Wii U hardware discussion and investigation *rename

Status
Not open for further replies.
FWIW Wii U CPU is 3 cores at 1.7 the Wii CPU clock. So 3X1.7=5.1X Wii CPU. Then with more cache maybe you can call it 6X. I got that from a GAF post, but I guess 6X isn't a horrible generational leap, though back in the PS360 day it wasnt a great one either.


Its worth nothing ;)

Seriously though - 'multipliers' have no quantifiable value or meaning in this instance. All that's telling you is the cumulative clock speed is 5.1 times the Wii clock speed. And that somehow the larger caches equate to an additional "0.9x"....something.

Sorry. Pet peeve of mine.
 
Can we at least stop the "but it's OoO and therefore needs code optimized differently" crap.
The bulk of optimizations done on a game usually center around algorithms and more importantly data layout, they benefit every architecture.

In fact it being OoO just means it's less sensitive to instruction scheduling by the compiler.

Unless the WiiU compiler is really bad, and there is some reason to believe it's going to get really good the CPU is what it is.

Yes before anyone mentions it people do still write assembler for small often called functions, usually for vector optimizations, usually the number of lines were talking about are trivial and it's likely they'll do similar optimizations on WiiU.
 
On Wii the ARM CPU ran an OS called IOS which managed system devices for games. The hacker guys got things like USB game loaders working by reworking IOS operation. But the ARM CPU did not run the System Menu. In fact the System Menu is not running when a game is.

I'm sure we'll know exactly how WiiU works soon enough.
 
Edit:
..
Edit2:

It doesn't make sense to edit this now again as I lost the first answer.
 
Last edited by a moderator:
That's what threading is. If you have a thread that has its own parallel code stream and execution units, you've got a core. ;) Threading is about optimising use of execution units by running multiple streams of code through the processor. Depending on the number and type of execution units, threading can have no benefits at all.

For Wii U's CPU capability, we need to know firstly the peek throughput in terms of execution units, and then compare its efficiency vs. code running on Xenon.

SMT will give the processor something to do while waiting for a cache miss and will lessen the average impact of a branch misprediction if some of the instructions in flight are from the other thread. No processor will be able to schedule around misses in the LLC so unless there are no misses and no branch mispredicts you'll get some benefit, even if you're keeping the execution units fed otherwise.

There are some deficits in sharing the caches and branch prediction though (and whatever else you share, if anything - usually those two things are shared).

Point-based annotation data

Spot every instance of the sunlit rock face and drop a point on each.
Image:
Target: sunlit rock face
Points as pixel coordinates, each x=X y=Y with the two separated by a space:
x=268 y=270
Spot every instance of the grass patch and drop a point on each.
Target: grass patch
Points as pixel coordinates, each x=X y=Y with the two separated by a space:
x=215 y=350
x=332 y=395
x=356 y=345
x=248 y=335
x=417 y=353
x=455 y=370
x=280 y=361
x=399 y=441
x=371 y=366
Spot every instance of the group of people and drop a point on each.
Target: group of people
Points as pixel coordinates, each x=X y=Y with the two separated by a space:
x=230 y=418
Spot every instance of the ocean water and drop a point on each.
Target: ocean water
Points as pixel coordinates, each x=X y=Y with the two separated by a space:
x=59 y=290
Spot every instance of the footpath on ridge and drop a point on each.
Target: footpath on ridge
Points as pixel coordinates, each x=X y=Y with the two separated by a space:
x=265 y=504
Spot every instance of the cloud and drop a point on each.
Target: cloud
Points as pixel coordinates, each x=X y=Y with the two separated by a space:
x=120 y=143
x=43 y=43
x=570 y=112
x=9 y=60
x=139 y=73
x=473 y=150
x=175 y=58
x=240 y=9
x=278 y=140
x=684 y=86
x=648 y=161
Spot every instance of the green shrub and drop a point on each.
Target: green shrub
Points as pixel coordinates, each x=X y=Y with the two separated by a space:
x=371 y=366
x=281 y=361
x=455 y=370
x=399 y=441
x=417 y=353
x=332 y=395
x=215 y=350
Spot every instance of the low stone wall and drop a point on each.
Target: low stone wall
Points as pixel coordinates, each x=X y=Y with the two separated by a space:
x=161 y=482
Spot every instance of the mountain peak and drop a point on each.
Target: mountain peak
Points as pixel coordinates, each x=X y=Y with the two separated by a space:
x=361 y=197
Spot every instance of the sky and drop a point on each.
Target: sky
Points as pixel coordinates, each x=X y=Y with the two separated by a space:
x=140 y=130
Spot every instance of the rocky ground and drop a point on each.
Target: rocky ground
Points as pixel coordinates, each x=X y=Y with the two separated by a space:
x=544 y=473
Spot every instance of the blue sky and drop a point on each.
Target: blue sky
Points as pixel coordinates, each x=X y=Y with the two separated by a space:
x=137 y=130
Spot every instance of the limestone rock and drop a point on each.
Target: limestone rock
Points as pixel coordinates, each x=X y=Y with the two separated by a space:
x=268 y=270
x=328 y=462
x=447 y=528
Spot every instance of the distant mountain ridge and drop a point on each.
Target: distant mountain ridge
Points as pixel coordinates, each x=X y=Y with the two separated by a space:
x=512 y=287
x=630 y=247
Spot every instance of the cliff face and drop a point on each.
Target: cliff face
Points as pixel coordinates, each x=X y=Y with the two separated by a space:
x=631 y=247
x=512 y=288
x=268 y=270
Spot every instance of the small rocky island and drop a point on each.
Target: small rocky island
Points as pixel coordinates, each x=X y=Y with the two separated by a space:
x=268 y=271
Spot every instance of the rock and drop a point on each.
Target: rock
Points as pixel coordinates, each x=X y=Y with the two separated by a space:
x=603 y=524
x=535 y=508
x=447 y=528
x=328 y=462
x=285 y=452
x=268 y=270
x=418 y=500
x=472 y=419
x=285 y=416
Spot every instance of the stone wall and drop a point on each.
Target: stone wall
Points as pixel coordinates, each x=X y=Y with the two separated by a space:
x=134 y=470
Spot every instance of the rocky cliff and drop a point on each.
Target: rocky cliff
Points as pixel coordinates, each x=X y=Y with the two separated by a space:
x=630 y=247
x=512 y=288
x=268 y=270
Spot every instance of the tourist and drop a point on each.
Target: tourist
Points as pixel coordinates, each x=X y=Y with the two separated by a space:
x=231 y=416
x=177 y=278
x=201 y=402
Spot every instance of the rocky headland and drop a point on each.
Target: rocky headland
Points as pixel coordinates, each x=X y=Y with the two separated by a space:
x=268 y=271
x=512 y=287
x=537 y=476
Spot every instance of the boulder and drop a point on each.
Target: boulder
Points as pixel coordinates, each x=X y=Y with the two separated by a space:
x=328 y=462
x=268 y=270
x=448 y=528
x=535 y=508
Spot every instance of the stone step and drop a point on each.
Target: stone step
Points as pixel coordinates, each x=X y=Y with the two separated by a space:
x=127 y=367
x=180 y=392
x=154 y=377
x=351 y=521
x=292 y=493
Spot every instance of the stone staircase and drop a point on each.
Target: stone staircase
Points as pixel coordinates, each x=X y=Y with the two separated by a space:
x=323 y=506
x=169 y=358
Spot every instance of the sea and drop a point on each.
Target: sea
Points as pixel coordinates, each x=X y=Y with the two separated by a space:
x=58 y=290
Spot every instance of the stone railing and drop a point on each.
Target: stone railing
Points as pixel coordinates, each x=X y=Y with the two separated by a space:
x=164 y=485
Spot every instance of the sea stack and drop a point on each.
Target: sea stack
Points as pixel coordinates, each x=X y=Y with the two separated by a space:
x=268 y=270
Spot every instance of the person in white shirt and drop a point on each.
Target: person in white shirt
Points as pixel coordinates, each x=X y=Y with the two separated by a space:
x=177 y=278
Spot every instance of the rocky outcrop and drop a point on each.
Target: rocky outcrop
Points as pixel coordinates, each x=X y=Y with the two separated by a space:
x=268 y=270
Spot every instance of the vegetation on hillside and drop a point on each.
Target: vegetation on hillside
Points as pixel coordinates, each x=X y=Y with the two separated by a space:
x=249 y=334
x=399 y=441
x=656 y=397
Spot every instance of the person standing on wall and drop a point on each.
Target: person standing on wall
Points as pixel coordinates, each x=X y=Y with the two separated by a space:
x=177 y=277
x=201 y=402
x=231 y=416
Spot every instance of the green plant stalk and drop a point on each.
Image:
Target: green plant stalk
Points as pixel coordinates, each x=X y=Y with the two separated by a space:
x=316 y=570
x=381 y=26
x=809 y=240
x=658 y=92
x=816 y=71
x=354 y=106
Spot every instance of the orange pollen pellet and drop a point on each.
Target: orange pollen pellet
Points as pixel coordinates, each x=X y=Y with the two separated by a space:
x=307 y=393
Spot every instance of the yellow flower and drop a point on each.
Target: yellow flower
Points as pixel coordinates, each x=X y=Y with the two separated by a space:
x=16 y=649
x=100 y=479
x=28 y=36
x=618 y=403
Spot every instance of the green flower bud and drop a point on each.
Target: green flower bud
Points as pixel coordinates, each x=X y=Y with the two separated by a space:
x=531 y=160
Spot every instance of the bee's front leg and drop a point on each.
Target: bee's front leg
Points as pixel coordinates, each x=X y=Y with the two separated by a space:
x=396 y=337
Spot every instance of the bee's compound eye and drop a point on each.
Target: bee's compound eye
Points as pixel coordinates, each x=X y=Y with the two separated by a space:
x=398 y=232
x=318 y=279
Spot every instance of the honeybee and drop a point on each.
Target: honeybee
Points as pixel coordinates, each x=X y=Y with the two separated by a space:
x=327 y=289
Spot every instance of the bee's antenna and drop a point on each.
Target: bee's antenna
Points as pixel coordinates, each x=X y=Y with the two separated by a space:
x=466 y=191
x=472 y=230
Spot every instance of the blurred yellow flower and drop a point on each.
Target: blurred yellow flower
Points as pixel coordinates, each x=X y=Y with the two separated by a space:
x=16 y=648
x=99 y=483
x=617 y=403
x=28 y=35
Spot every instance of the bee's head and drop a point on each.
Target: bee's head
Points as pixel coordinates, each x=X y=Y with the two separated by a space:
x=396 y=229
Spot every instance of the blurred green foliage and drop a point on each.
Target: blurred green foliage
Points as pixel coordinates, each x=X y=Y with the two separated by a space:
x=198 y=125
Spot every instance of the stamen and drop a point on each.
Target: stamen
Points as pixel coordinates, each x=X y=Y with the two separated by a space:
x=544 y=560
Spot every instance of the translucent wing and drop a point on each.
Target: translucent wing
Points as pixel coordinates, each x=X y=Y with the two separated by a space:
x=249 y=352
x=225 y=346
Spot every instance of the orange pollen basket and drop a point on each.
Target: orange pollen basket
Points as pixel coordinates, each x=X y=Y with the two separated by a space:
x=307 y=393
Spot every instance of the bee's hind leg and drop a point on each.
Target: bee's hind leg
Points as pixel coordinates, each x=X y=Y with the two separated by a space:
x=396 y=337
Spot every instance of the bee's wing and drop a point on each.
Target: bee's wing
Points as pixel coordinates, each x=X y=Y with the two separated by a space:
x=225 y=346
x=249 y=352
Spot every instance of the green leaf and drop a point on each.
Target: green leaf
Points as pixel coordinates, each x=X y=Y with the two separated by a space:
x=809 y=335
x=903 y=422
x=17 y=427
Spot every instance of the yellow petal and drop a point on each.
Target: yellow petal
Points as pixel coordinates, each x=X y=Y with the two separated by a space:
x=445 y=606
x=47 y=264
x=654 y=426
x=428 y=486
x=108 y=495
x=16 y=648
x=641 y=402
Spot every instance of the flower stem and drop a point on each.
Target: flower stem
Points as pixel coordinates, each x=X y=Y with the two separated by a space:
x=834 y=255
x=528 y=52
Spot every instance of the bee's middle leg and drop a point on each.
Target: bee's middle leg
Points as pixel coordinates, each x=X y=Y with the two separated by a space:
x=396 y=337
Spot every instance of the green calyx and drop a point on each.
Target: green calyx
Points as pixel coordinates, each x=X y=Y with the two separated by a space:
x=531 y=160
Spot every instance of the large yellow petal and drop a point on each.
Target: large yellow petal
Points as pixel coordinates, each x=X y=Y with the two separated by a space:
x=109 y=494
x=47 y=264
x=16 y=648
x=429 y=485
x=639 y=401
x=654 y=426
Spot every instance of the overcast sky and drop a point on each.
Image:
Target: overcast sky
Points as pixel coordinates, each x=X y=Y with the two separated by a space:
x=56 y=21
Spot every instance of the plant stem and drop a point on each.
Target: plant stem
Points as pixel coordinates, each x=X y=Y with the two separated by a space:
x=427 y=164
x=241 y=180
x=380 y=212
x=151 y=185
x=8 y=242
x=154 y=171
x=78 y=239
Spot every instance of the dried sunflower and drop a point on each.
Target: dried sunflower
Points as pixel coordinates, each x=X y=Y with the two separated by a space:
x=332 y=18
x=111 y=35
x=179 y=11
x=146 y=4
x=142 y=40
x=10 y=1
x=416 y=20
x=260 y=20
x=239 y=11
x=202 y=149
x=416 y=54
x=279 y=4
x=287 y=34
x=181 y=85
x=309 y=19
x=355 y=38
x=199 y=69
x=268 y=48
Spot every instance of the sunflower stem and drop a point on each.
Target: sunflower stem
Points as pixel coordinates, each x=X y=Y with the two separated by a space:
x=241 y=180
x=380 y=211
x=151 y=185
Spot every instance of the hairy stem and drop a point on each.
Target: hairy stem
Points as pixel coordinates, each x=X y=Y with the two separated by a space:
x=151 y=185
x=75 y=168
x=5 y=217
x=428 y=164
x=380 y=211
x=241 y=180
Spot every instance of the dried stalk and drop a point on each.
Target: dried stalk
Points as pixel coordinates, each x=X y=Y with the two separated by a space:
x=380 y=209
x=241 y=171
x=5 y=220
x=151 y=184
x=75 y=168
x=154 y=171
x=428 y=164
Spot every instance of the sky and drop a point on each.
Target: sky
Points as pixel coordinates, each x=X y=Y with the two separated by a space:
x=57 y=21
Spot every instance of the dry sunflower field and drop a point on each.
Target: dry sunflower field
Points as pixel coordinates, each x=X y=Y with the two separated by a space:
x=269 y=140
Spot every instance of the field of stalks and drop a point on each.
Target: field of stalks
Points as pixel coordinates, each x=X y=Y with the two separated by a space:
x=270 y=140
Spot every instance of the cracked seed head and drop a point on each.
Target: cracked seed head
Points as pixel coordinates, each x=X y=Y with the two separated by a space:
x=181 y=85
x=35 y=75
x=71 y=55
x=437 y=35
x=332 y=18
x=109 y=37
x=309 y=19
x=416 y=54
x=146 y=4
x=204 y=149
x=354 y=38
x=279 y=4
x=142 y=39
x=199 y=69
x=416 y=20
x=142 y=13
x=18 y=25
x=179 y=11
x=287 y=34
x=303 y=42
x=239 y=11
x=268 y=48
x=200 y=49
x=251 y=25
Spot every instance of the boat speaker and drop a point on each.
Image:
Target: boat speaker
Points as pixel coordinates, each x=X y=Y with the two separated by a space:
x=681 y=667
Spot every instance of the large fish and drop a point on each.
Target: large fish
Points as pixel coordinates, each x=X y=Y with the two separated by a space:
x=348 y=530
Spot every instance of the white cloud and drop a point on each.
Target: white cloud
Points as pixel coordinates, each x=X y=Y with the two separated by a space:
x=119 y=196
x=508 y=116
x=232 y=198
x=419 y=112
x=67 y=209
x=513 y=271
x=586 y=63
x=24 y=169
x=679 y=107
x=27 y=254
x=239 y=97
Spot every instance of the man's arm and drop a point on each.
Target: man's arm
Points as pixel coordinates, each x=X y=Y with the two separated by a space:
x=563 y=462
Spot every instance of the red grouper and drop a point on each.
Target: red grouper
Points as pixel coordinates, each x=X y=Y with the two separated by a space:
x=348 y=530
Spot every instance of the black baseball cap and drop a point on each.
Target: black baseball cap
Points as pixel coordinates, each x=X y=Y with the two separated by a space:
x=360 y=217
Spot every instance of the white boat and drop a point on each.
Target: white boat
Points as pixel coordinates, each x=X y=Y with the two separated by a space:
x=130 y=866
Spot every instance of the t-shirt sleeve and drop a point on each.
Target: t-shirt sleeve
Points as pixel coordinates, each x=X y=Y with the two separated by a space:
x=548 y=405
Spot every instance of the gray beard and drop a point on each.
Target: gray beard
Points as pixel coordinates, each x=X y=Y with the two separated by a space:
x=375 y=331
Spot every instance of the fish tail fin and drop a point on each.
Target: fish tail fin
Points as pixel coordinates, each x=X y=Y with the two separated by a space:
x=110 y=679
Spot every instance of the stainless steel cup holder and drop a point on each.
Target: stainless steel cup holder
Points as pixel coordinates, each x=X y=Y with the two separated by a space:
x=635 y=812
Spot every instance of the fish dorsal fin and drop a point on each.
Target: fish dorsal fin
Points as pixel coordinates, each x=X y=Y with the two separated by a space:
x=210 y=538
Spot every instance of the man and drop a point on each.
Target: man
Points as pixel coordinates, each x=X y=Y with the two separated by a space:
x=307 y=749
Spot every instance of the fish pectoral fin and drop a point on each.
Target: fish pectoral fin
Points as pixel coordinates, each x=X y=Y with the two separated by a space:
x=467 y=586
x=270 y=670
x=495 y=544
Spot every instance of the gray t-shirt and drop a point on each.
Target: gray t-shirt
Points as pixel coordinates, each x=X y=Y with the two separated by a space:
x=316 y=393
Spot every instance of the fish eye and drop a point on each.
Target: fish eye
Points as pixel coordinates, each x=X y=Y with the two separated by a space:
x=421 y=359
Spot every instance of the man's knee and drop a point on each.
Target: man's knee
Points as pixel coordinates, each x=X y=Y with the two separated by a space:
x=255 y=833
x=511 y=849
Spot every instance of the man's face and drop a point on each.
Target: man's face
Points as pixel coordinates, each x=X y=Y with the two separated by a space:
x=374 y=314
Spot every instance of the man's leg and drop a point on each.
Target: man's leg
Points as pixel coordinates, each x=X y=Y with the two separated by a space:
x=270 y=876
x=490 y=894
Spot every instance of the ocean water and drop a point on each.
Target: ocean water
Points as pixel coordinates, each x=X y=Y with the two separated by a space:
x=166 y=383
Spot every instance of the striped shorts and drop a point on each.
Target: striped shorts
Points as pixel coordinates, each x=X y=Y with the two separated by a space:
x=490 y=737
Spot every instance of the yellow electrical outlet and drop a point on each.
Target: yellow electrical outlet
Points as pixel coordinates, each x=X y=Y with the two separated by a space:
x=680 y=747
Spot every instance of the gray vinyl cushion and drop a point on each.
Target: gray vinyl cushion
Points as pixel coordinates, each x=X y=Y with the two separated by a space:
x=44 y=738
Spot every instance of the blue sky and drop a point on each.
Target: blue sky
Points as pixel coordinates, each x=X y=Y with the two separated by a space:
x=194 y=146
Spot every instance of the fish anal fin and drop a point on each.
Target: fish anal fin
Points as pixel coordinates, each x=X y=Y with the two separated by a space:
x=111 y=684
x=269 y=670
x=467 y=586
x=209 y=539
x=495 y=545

== Instructions ==
1 > Return, word for word, the part of the Wii U hardware thread from "Sorry. Pet peeve" to "benefit every architecture.".
2 > Take the Wii U hardware thread further, continuing from where it stops.

== Task-by-task answers ==
1 >
Sorry. Pet peeve of mine.
 
Can we at least stop the "but it's OoO and therefore needs code optimized differently" crap.
The bulk of optimizations done on a game usually center around algorithms and more importantly data layout, they benefit every architecture.

2 >
A core like Broadway has very minor reordering capabilities. It'll help a lot in scheduling around execution data dependencies including L1 latency, but it'll barely reduce the impact of L1 misses and do close to nothing for L2 misses. So it probably would have benefited a lot from SMT.

Probably not as much as the Xenon/Cell PPE though.
 
SMT will give the processor something to do while waiting for a cache miss and will lessen the average impact of a branch misprediction if some of the instructions in flight are from the other thread. No processor will be able to schedule around misses in the LLC so unless there are no misses and no branch mispredicts you'll get some benefit, even if you're keeping the execution units fed otherwise.
In the early days of Cell discussion, someone posted a link into cache efficiency that showed cache misses in some architecture (I think x86) were pretty rare. Adding in that devs have now gotten used to structuring their data to feed stream processors, it should only be a small subset of workloads where SMT can be any benefit. I'm thinking single digit percentages. Certainly not order-of-magnitude gains on efficient game code, such that a hypothetical Xenon with multithreading and OOE can compete with the same chip sans SMT and IOE at twice the frequency. SMT is great in a fully multitasking OS running all sorts of code, but should be of little significant value to well-written game code.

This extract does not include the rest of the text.